ФРАГМЕНТ ДОКУМЕНТА >>
* * * * *

Умер не тот. Умер не тот. Следующие два наших сеанса состояли из многочисленных вариаций на эту больную тему – процедура, известная профессионалам как проработка. Пенни выражала сильный гнев на своих сыновей – негодование не столько по поводу того, как они жили, сколько по поводу того, что они вообще жили. Только после того, как она вконец вымоталась, когда осмелилась высказать все то, что чувствовала в течение последних восьми лет (с тех пор, как впервые услышала, что ее Крисси умирает от рака), – что она махнула рукой на своих сыновей, что Брент в шестнадцать лет уже безнадежен, что она годами молилась о том, чтобы тело Джима перешло к Крисси («Зачем оно ему? Он все равно собирается убить его – либо наркотиками, либо СПИДом. Почему его тело нормально работает, а маленькое тело Крисси, которое она так любила, съедено раком?») – только после того, как Пенни высказала все это, она смогла остановиться и осмыслить все, что сказала.

* * * * *

ВЫДЕРЖКА ИЗ ДАННЫХ >>
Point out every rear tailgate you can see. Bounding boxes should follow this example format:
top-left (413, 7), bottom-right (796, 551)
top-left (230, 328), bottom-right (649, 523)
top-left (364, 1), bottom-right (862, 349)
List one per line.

* * * * *

ЗАДАНИЕ >> Допишите следующую часть текста о Пенни и ее гневе на сыновей, начав сразу после его последнего предложения. Листинг взят из другого источника.

ОТВЕТ >>
Мне оставалось только сидеть и слушать и время от времени уверять ее, что это вполне человеческие чувства, и она – всего лишь человек, если думает так. Наконец настало время перевести внимание на ее сыновей. Я стал задавать ей вопросы – сначала мягко, но постепенно увеличивая напряжение.
Всегда ли ее сыновья были трудными? Родились ли они трудными? Что в их жизни могло подтолкнуть их к тому выбору, который они сделали? Что они испытывали, когда умирала Крисси? Насколько они были напуганы? Говорил ли кто-нибудь с ними о смерти? Как они отнеслись к покупке места для захоронения – места рядом с Крисси? Что они чувствовали, когда их бросил отец?
Пенни мои вопросы не понравились. Вначале они ее испугали, затем стали раздражать. Постепенно она начала понимать, что никогда не рассматривала то, что происходило в семье, с точки зрения своих сыновей. У нее никогда не было по-настоящему хороших отношений с мужчиной, и, возможно, ее сыновья расплачивались за это. Мы поговорили о мужчинах в ее жизни: об отце (не оставившем следа в ее собственной памяти, но вечно вызывающим поток проклятий у ее матери) – когда ей было восемь лет, он оставил ее, уйдя из жизни; о любовниках ее матери – череде сомнительных ночных персонажей, исчезавших с рассветом; о первом муже, бросившем ее через месяц после свадьбы, когда ей было семнадцать лет; о втором – недалеком алкоголике, покинувшем ее, когда она горевала.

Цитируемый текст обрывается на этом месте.